_PROBLEM DESCRIPTION_
The records below are to be transcribed word for word.

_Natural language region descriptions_
----------------
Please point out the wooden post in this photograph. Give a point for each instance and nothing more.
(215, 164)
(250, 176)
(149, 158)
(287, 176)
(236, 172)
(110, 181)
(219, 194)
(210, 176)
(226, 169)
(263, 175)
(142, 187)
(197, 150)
----------------
_SOLUTION TO THE PROBLEM_
Please point out the wooden post in this photograph. Give a point for each instance and nothing more.
(215, 164)
(250, 176)
(149, 158)
(287, 176)
(236, 172)
(110, 181)
(219, 194)
(210, 176)
(226, 169)
(263, 175)
(142, 187)
(197, 150)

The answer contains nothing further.